◆ Your instructions: Give again exactly the lines that stretch from the one with "Where in this photo can the pool deck" to the end of the data below, including both of those lines and nothing else.
··· Records for this exercise
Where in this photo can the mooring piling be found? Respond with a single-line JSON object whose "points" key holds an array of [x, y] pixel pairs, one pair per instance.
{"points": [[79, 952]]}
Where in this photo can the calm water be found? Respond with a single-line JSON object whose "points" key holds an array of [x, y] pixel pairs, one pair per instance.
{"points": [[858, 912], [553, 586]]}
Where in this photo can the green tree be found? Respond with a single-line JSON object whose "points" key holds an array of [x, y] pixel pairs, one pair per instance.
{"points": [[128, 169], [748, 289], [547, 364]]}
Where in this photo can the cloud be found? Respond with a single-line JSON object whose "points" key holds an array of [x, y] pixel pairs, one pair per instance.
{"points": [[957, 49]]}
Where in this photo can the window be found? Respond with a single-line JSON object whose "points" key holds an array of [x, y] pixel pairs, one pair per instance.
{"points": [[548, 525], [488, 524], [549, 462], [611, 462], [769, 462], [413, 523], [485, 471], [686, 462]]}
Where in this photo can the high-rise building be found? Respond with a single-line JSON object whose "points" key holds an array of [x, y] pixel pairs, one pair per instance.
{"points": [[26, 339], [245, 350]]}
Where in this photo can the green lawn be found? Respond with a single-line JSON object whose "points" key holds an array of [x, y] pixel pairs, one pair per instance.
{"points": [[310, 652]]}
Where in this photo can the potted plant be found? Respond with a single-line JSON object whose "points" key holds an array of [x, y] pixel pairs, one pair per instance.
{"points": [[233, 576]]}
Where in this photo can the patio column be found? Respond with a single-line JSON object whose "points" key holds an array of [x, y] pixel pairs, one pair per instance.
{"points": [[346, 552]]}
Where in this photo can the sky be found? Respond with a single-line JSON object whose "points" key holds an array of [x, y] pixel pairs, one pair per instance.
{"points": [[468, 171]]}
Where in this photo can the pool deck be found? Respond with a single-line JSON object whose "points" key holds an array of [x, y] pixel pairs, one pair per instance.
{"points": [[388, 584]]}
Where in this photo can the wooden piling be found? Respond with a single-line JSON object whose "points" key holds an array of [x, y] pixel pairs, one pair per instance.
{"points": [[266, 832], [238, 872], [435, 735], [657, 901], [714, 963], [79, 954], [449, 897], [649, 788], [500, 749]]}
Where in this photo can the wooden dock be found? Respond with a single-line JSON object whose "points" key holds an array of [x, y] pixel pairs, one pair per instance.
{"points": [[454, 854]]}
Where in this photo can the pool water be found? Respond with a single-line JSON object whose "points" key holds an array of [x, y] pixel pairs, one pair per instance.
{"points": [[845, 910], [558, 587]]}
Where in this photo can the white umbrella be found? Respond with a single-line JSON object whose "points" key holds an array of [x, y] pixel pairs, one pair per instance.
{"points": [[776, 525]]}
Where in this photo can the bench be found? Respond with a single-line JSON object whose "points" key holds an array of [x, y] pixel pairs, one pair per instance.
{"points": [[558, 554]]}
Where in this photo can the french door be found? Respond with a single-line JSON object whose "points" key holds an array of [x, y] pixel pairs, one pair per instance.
······
◆ Solved exercise:
Where in this photo can the pool deck be found? Respond with a single-line JSON object whose "points" key holds an array of [x, y] pixel pairs, one pair per instance.
{"points": [[388, 584]]}
Where in this photo can the wooden piling be found? Respond with a single-line JSON object whose "points" key holds an array of [x, y] pixel pairs, one pair per instance.
{"points": [[266, 832], [238, 872], [435, 735], [657, 901], [714, 963], [79, 954], [449, 897], [649, 788], [500, 749]]}
Where in this photo can the wooden dock be found? Respond with a single-line JSON object whose "points" key holds an array of [x, y] pixel pairs, one pair per instance.
{"points": [[454, 854]]}
Where in this photo can the pool water be found? Respond with a single-line JSON object whose "points" key holds an array of [x, y] pixel pairs, one pair per instance.
{"points": [[845, 910], [558, 587]]}
Where in this photo can the white umbrella be found? Respond with a single-line JSON object whose "points" key holds an array of [x, y] pixel pairs, one pair per instance.
{"points": [[776, 525]]}
Where in this photo can the bench be found? Respond with a single-line JSON object whose "points" key holds an array of [x, y] pixel pairs, one pair per instance.
{"points": [[558, 554]]}
Where in this photo can the french door be found? Respond with a single-line JSON object whose "points" key holds an array of [x, y] pixel pairs, one pair per instance.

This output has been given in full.